--- WORK INSTRUCTIONS ---
Add 65 to every pixel coordinate and rewrite in full the lines from the line with "of the fence" to the line with "pixel 207 123", both included.

[Point labeling examples]
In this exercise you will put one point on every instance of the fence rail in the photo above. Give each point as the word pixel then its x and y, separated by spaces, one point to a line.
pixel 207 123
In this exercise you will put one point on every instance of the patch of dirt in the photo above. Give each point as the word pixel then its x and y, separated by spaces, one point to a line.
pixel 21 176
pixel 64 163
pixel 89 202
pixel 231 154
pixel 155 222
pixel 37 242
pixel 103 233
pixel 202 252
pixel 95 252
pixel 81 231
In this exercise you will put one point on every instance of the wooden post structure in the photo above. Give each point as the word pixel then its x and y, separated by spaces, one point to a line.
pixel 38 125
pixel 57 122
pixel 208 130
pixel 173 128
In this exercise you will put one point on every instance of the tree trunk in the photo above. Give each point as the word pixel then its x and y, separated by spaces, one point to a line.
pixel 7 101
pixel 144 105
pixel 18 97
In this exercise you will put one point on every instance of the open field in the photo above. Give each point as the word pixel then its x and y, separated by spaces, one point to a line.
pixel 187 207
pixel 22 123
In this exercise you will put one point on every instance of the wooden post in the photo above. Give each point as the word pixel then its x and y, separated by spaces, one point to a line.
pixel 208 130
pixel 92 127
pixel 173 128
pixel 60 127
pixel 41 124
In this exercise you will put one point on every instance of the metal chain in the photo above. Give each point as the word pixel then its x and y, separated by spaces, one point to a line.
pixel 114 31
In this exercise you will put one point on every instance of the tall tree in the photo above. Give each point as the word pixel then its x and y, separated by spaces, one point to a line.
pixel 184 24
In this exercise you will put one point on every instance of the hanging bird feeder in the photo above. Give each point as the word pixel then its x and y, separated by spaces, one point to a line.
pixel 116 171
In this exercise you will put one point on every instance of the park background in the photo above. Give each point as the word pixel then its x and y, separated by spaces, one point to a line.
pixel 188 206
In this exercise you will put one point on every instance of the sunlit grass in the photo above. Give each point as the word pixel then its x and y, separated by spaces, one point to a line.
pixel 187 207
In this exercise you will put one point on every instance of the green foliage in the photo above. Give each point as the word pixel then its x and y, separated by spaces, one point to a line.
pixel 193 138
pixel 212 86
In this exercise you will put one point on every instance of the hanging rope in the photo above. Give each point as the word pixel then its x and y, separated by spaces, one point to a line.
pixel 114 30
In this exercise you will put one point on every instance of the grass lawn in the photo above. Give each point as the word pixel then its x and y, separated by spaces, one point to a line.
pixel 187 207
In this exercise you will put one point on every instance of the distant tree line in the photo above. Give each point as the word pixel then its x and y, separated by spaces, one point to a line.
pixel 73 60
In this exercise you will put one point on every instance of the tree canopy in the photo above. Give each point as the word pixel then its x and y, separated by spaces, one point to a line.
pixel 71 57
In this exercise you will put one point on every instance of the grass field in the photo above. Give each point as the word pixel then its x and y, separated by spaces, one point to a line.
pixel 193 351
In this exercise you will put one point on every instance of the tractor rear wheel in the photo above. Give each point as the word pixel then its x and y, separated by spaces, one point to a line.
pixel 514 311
--
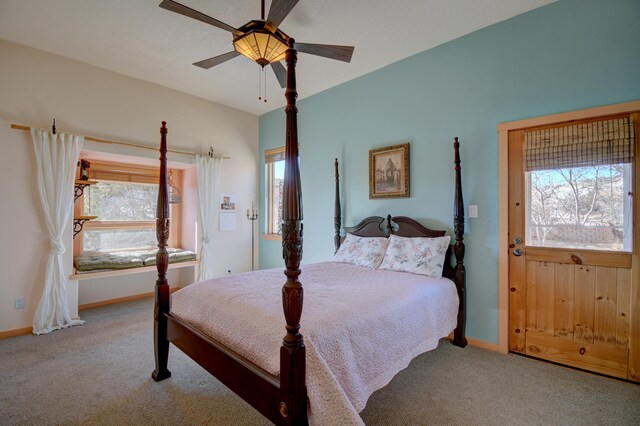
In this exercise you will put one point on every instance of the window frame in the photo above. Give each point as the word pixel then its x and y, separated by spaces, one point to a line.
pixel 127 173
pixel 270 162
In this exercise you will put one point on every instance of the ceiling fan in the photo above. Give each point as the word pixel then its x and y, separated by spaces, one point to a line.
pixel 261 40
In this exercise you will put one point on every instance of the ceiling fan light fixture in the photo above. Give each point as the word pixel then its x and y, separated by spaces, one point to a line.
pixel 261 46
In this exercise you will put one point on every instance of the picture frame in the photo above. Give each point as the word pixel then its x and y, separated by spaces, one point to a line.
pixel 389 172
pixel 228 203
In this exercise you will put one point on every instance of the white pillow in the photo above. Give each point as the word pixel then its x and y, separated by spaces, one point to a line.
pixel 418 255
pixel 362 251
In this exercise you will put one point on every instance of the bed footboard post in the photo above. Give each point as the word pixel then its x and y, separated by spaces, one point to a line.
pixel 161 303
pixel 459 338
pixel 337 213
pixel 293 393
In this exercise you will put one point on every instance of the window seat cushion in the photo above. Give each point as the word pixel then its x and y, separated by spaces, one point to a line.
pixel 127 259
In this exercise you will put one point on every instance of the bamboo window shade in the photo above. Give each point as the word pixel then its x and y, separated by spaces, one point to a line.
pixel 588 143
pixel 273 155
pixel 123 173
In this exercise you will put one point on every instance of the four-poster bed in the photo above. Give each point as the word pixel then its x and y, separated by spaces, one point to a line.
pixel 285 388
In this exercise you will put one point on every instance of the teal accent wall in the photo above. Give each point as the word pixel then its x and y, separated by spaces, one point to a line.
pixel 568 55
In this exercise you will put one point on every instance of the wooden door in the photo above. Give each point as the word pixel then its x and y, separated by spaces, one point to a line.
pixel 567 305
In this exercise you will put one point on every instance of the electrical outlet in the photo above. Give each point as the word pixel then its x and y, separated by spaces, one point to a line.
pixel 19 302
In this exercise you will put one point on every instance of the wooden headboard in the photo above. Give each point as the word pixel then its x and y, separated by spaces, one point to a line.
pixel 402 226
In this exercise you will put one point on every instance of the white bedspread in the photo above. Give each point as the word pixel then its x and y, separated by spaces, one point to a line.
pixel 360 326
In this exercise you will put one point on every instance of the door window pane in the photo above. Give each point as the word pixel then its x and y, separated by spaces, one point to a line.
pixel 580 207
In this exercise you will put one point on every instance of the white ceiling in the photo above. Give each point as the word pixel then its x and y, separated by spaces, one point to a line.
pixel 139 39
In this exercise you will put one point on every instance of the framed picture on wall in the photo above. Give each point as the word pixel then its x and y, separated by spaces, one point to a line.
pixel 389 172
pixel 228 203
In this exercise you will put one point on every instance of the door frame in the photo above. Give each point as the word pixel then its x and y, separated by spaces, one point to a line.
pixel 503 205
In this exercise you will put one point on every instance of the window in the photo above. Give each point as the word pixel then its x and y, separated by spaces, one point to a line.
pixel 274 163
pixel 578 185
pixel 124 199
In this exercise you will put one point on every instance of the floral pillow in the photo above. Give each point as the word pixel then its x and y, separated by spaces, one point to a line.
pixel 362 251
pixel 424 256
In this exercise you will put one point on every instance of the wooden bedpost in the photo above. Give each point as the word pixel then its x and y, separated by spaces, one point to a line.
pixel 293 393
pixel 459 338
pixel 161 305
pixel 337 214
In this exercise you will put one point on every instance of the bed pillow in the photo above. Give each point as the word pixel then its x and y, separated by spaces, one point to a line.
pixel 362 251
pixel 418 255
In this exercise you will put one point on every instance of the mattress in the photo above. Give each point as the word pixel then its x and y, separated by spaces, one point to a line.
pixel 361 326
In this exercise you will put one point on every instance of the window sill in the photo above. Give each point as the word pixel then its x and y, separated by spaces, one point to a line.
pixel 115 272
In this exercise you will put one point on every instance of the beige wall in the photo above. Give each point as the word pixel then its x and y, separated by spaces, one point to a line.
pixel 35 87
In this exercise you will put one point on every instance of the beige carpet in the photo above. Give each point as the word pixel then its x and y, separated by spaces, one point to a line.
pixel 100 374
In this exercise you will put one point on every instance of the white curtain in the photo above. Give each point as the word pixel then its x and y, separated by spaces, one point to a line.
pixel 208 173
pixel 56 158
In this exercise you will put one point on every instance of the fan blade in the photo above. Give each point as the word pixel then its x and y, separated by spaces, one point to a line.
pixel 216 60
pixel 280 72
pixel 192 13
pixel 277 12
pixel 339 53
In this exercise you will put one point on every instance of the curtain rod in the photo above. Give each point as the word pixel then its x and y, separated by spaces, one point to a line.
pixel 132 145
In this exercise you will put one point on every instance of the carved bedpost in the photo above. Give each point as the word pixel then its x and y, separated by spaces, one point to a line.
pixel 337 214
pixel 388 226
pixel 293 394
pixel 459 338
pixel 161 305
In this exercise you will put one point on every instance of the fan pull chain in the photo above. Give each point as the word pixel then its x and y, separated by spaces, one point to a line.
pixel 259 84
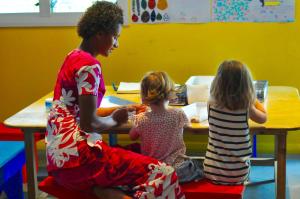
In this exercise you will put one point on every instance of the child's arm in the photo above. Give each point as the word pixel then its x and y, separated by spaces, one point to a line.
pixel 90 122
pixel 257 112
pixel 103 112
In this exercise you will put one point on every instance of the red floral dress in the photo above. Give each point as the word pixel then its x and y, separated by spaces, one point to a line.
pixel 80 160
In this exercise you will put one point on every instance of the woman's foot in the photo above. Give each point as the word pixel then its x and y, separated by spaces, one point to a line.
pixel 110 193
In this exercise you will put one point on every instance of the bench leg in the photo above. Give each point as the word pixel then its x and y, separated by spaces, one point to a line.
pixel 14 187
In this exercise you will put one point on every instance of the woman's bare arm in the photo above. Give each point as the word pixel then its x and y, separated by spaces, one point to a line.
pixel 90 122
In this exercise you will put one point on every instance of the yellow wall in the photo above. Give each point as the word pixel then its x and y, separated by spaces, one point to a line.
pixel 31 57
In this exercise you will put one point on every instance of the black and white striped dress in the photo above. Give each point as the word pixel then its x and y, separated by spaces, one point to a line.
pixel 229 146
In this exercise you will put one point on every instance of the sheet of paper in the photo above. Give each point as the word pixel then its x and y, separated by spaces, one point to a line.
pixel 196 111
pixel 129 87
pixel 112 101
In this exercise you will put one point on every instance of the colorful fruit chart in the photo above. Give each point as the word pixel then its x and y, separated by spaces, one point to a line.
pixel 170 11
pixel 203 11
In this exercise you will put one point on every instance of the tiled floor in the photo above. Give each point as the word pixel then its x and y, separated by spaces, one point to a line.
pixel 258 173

--- FINAL RESULT ---
In this exercise you will put one point on every instance of the fence rail in the photo above. Give each point as the word pixel then its x and y, separated by spaces, one point to a line.
pixel 272 188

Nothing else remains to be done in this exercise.